***** ВЫБРАННЫЙ ТЕКСТ *****
Владимир Старовойтов. «Неотвратимость бытия, или записки спасённого. Андрей»

Владимир Старовойтов. «Иллюстрация к книге. Андрей Камалов»

Владимир Старовойтов. «Иллюстрация к книге. Андрей Камалов»

За несколько дней до первого отъезда Андрея Камалова в Китай я заскочил к нему в мастерскую, на Светланскую, 7, туда, где они с Мишей Павиным обитали уже лет 15. Забегаешь по рассохшимся и громыхающим ступеням старой лестницы на чердак — налево Мишина студия, направо — Андрея.

У Миши в крохотной каморке пусто, нет ни столов, ни стульев, окно задраено, но ослепительно и жарко горят софиты… Миша пишет светом. Это его полигон со своим собственным солнцем.

А у Андрея негде повернуться. Тесно так, что хочется превратиться в тонкий бумажный лист и повиснуть где-нибудь на кнопке среди оттисков гравюр и рисунков. Светло, окна открыты во все стороны и в светлое небо. Однако Андрей ухитрился поставить здесь и печатный станок, и мольберт. Режет свои доски и делает живопись.

Я заскочил сегодня на минуту, не чаи гонять. Знаю, что у Андрея срочные сборы в дорогу. Надо упаковать уйму мелочей, отправить работы в Магнитогорск, на родину, которая помнит его и вот пригласила сделать выставку. А в Китае ждёт Женя Макееев, учитель русского рисования и живописи в какой-то художественной школе.

— Андрей, — говорю другу, — приди пятого декабря в «Артэтаж», скажи мне пару ласковых, чтобы все знали, как ты меня любишь.

Пятого у меня событие — я открываю первую персональную выставку во Владивостоке, и мне хочется собрать всех своих друзей на торжество. Но Андрей вот уже 6-го собрался улететь в Харбин.

— Приду, Володя, конечно, приду, но ты же знаешь, какой я оратор. Голос у меня тихий и дикция робкая.
— Андрей, да ты хоть шёпотом шепни — я пойму и все по губам поймут, что ты друг мне, а не враг.
— Попробую, Володя, если решусь и смогу.
— Нет, дорогой, никаких «решусь», ты скажешь здорово, искренне, тепло и мощно. И потом не забывай — за тобой должок. Помнишь, как я базарил в прошлом году в Южном?
*****
:: ЗАДАНИЕ ::
Перепишите часть воспоминаний об Андрее Камалове, начиная со слов «За несколько дней» и заканчивая словами «направо — Андрея.», и поставьте «мансарду» вместо «чердак».
***** ПЕРЕЧЕНЬ *****
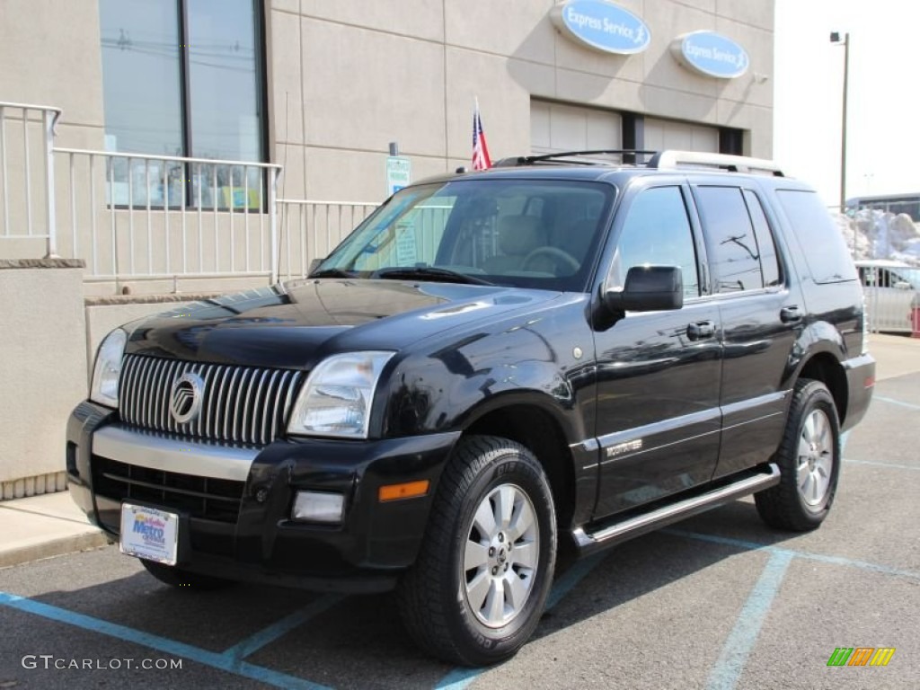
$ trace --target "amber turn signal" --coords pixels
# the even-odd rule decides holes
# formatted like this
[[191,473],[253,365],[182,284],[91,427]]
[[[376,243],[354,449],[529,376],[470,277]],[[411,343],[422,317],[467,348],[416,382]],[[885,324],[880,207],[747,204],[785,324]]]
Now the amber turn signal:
*****
:: ПОЛНЫЙ ОТВЕТ ::
За несколько дней до первого отъезда Андрея Камалова в Китай я заскочил к нему в мастерскую, на Светланскую, 7, туда, где они с Мишей Павиным обитали уже лет 15. Забегаешь по рассохшимся и громыхающим ступеням старой лестницы на мансарду — налево Мишина студия, направо — Андрея.